(Instruction): Lay out as a numbered list every line of the rows from the line containing "Could you point to the jagged" through the last line of the rows, omitting blank lines.
** Start Entries shown **
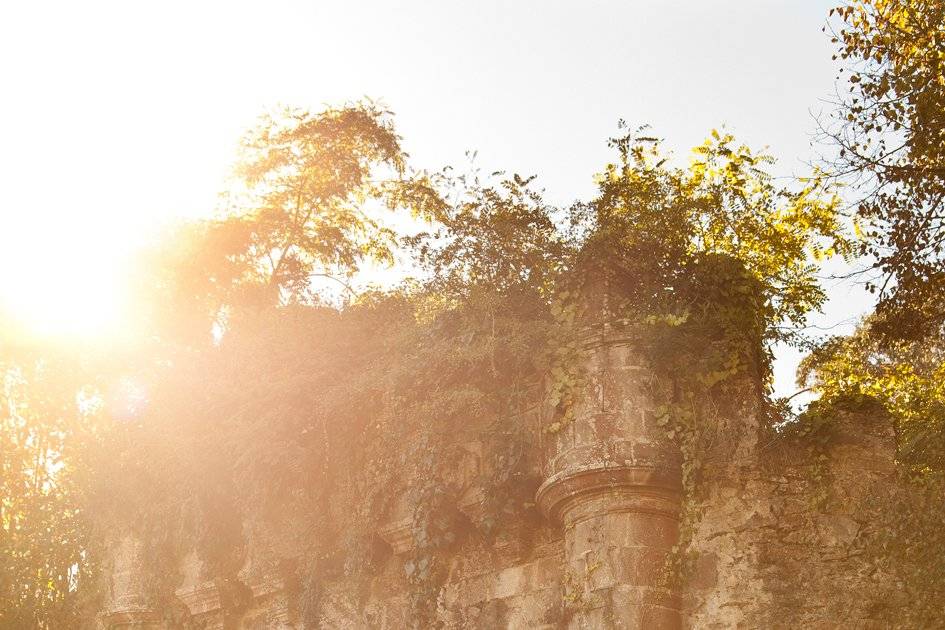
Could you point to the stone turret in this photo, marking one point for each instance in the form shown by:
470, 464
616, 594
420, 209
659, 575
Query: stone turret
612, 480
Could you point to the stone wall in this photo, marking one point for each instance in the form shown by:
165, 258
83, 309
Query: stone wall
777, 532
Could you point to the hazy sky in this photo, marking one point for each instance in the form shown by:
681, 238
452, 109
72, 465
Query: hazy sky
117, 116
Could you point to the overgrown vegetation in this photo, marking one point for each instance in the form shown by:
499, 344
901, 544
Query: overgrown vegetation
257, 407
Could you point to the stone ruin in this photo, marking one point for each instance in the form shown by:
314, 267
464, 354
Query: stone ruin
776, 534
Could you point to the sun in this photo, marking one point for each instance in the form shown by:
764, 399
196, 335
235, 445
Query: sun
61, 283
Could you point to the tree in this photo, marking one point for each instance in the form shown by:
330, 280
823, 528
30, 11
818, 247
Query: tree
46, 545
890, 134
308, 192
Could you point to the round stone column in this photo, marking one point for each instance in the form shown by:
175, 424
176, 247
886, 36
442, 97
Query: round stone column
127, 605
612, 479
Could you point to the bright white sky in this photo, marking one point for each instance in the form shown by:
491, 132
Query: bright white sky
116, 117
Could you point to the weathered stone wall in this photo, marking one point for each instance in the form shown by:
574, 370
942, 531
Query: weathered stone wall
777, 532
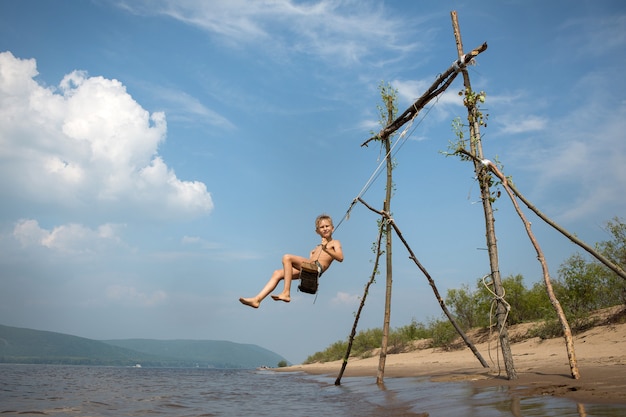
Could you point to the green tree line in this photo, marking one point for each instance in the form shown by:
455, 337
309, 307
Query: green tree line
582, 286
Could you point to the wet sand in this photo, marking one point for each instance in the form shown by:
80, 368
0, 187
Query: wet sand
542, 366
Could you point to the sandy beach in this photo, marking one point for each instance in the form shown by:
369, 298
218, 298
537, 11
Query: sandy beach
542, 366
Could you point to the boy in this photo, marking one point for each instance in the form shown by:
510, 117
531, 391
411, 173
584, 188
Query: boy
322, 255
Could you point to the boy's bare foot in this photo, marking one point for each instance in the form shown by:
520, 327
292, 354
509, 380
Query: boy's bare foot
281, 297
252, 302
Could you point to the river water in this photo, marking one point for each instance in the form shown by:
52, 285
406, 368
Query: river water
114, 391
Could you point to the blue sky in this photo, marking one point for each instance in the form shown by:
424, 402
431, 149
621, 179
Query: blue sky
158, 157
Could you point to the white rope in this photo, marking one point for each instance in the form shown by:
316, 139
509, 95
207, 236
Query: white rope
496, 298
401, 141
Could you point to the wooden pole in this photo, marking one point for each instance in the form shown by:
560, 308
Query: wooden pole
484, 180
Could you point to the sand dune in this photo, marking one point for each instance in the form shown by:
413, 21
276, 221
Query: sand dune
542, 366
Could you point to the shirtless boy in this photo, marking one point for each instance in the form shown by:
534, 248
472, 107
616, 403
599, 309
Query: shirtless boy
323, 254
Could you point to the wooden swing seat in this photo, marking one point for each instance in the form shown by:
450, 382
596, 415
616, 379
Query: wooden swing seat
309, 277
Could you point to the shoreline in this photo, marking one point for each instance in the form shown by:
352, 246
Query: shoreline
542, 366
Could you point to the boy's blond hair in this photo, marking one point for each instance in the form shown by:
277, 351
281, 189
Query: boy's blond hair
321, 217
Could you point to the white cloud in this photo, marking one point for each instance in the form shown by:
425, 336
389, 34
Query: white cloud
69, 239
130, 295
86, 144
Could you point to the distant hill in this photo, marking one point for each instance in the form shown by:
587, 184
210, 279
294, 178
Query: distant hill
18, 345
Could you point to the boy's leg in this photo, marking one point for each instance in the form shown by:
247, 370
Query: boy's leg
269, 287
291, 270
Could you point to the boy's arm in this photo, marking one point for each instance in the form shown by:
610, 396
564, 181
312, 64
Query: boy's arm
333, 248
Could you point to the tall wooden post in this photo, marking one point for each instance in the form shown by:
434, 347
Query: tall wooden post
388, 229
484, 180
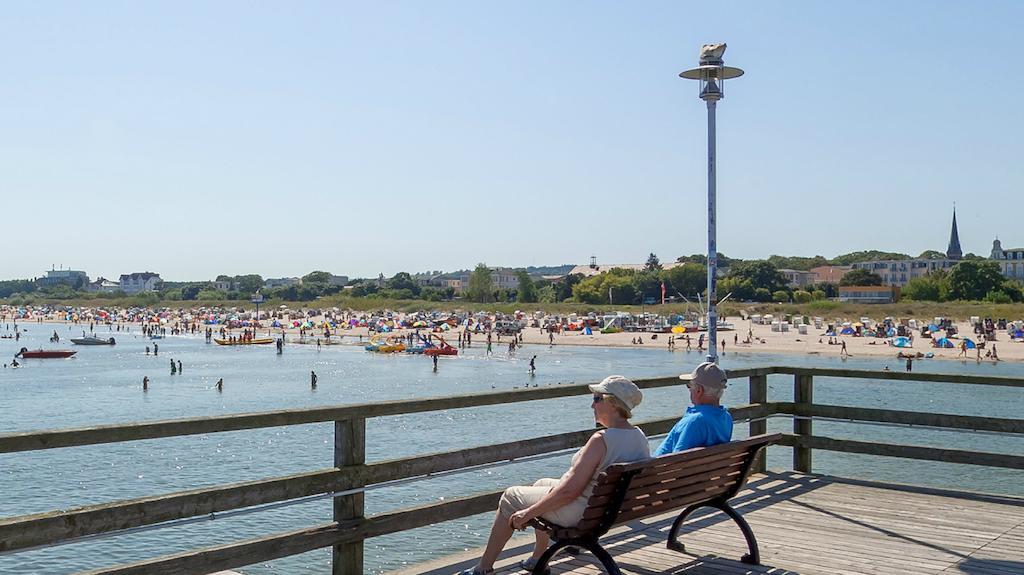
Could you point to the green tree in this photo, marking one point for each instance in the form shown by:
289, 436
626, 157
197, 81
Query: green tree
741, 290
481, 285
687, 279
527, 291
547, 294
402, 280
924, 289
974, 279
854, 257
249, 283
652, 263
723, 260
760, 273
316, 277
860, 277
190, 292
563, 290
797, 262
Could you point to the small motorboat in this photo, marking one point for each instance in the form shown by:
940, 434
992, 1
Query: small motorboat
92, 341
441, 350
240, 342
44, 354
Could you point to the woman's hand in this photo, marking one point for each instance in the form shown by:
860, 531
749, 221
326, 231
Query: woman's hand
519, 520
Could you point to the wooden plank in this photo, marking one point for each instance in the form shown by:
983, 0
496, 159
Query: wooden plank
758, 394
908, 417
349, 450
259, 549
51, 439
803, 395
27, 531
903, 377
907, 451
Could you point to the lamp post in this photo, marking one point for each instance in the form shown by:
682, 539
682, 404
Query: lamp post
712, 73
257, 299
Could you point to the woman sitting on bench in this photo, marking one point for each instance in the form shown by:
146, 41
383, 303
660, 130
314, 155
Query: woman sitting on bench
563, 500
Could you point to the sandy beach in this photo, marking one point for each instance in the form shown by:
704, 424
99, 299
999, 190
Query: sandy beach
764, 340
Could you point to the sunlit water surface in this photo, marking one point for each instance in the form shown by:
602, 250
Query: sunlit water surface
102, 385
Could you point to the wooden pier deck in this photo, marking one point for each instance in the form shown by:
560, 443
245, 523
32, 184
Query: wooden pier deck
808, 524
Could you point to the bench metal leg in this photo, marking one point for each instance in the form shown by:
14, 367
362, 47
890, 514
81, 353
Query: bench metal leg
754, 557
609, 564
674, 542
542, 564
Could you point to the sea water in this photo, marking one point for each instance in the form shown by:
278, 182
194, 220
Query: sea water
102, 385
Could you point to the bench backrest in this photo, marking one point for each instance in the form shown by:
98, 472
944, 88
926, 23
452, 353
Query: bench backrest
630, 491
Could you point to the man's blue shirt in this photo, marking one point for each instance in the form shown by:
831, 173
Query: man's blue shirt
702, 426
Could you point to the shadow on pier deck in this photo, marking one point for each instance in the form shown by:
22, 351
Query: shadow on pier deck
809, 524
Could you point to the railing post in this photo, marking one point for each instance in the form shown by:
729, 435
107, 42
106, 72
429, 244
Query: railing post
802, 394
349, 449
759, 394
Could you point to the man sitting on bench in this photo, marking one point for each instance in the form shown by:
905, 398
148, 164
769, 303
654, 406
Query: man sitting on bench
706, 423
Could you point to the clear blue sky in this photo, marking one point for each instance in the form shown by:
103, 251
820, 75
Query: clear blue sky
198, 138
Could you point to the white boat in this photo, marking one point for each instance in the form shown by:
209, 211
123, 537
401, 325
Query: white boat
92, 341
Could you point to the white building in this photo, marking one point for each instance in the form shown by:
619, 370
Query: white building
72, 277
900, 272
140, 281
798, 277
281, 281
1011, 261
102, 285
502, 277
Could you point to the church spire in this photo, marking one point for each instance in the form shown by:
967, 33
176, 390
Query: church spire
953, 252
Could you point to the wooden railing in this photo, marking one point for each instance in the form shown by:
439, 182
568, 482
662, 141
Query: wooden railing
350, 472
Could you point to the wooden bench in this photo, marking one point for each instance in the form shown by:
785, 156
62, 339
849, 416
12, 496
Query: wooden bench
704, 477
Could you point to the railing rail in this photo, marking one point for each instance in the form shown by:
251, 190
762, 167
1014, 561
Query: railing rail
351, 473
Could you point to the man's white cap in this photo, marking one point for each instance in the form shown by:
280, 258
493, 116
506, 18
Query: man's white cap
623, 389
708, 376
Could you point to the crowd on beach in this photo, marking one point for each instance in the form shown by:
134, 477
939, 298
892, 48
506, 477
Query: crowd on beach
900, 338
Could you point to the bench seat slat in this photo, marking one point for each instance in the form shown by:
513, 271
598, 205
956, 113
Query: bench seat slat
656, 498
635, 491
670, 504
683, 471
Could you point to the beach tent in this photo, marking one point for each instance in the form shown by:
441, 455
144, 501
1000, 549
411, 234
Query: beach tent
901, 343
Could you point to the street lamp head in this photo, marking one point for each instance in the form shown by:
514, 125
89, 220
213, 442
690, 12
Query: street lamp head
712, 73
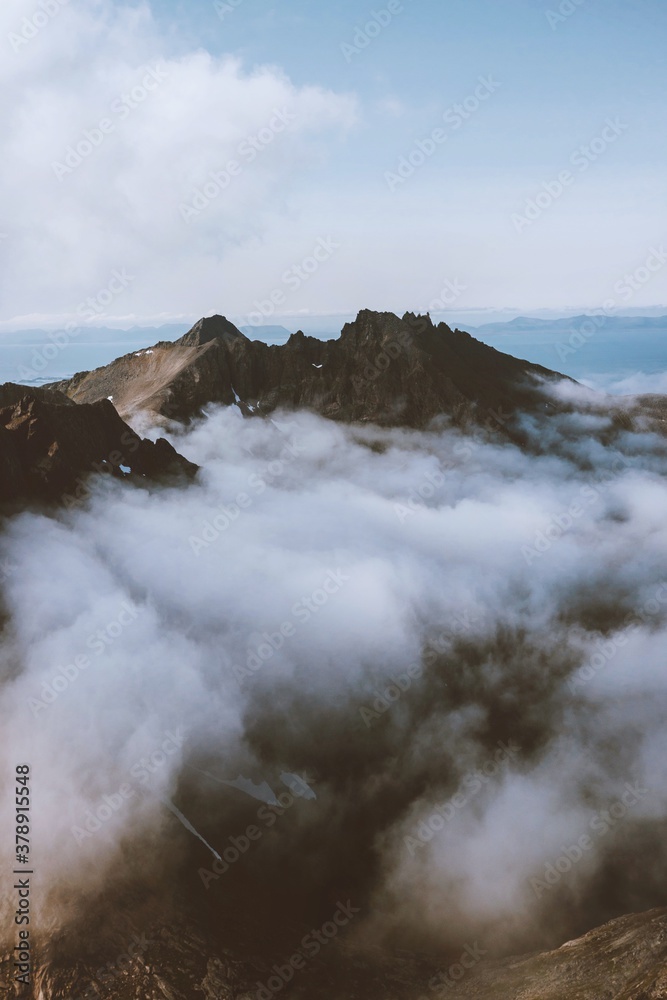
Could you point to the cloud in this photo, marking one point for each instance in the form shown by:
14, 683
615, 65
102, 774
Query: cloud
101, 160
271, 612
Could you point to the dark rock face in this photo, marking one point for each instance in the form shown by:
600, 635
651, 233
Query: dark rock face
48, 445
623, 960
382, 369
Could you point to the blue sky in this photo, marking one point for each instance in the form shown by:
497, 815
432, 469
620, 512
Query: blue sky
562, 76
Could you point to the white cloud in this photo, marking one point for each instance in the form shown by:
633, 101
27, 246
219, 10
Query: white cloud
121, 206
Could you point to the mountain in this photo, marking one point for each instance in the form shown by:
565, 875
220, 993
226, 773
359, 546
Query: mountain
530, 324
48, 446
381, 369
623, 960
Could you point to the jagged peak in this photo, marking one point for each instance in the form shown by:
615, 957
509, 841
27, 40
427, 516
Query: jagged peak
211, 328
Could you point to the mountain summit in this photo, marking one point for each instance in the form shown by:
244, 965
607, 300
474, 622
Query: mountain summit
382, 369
** End Entries shown **
(Exercise response):
1. Could you point to the jagged peak in this photo, marking one point for each instance in the form shown by:
2. 615, 957
3. 509, 841
4. 27, 40
5. 427, 516
6. Query: jagged peak
7. 211, 328
8. Could you point to the mountain summit in this photo, marking one point for each instance in the form shown by:
9. 244, 965
10. 607, 300
11. 474, 622
12. Query: mountain summit
13. 382, 369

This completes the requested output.